Work to be completed: Please repeat the data exactly, leaving nothing out.

Stored data entries:
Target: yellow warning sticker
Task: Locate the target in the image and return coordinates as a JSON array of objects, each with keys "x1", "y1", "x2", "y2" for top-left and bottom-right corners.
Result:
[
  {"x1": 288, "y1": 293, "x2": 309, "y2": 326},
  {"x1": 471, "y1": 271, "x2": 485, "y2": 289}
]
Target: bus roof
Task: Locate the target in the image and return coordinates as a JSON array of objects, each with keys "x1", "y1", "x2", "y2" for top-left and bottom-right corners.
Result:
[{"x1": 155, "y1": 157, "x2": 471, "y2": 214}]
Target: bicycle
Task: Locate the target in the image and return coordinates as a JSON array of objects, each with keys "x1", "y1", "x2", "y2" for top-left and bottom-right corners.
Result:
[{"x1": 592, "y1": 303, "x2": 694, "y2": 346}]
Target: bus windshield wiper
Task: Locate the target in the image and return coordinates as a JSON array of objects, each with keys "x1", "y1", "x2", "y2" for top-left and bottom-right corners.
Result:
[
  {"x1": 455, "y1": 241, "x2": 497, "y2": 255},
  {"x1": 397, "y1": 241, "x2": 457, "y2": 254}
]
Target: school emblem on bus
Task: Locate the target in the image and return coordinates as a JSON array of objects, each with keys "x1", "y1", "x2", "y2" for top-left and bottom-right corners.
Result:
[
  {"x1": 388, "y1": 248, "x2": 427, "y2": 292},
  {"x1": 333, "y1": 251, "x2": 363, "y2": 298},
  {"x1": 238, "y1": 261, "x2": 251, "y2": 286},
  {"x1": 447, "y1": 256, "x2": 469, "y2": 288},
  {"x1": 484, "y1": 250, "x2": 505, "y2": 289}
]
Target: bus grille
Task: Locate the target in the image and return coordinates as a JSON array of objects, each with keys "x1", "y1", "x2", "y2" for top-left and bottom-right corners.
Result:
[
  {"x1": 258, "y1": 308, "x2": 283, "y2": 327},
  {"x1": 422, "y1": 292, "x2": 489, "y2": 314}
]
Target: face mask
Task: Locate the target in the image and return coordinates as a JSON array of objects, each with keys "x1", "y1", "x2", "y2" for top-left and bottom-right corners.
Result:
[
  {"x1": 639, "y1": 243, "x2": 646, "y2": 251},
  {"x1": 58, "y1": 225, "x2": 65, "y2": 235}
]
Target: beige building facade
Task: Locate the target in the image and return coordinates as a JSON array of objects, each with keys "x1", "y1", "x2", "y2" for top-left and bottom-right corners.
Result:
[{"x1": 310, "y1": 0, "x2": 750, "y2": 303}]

Solved exercise:
Target: yellow warning sticker
Task: Locate the target in the image and return coordinates as a JSON array of objects, each with keys "x1", "y1", "x2", "y2" for top-left and bottom-right corners.
Result:
[
  {"x1": 288, "y1": 293, "x2": 309, "y2": 326},
  {"x1": 471, "y1": 271, "x2": 485, "y2": 289}
]
Target: bus roof
Task: Locate the target in the image and return coordinates as a JSON array of objects, each with keys "x1", "y1", "x2", "y2" for top-left and bottom-right corners.
Result:
[{"x1": 155, "y1": 157, "x2": 471, "y2": 214}]
Target: bicycle
Task: Locate the target in the image and return coordinates as a JSON array of objects, each with keys "x1", "y1", "x2", "y2" for top-left and bottom-right corners.
Result:
[{"x1": 592, "y1": 303, "x2": 694, "y2": 346}]
Target: bus windshield wiper
Task: Locate the target in the image and return coordinates as a JSON array of objects, each with keys "x1", "y1", "x2", "y2" for top-left and bottom-right corners.
Result:
[
  {"x1": 455, "y1": 241, "x2": 497, "y2": 255},
  {"x1": 397, "y1": 241, "x2": 457, "y2": 254}
]
Target: school emblem on bus
Task: Locate the target in the image and return coordinates as a JSON array of objects, each with keys "x1", "y1", "x2", "y2" for top-left and bottom-right corners.
Result:
[
  {"x1": 388, "y1": 248, "x2": 427, "y2": 292},
  {"x1": 333, "y1": 251, "x2": 363, "y2": 298},
  {"x1": 238, "y1": 261, "x2": 251, "y2": 286},
  {"x1": 447, "y1": 256, "x2": 469, "y2": 288},
  {"x1": 484, "y1": 250, "x2": 505, "y2": 289}
]
Target: bus grille
Task: Locate the target in the image and return coordinates as a JSON array of objects, each with keys "x1", "y1", "x2", "y2" for top-left and bottom-right corners.
Result:
[
  {"x1": 258, "y1": 308, "x2": 283, "y2": 327},
  {"x1": 422, "y1": 292, "x2": 489, "y2": 314}
]
Target: face mask
Task: Locate the target in the image and return coordinates as a JSON array of objects, each with keys "x1", "y1", "x2", "y2" for top-left and bottom-right corners.
Result:
[
  {"x1": 639, "y1": 243, "x2": 646, "y2": 251},
  {"x1": 58, "y1": 225, "x2": 65, "y2": 235}
]
Target: beige building facade
Task: Locate the target in the image and return coordinates as a JSON array of objects, each with keys "x1", "y1", "x2", "y2" for top-left and bottom-right corners.
Result:
[{"x1": 310, "y1": 0, "x2": 750, "y2": 303}]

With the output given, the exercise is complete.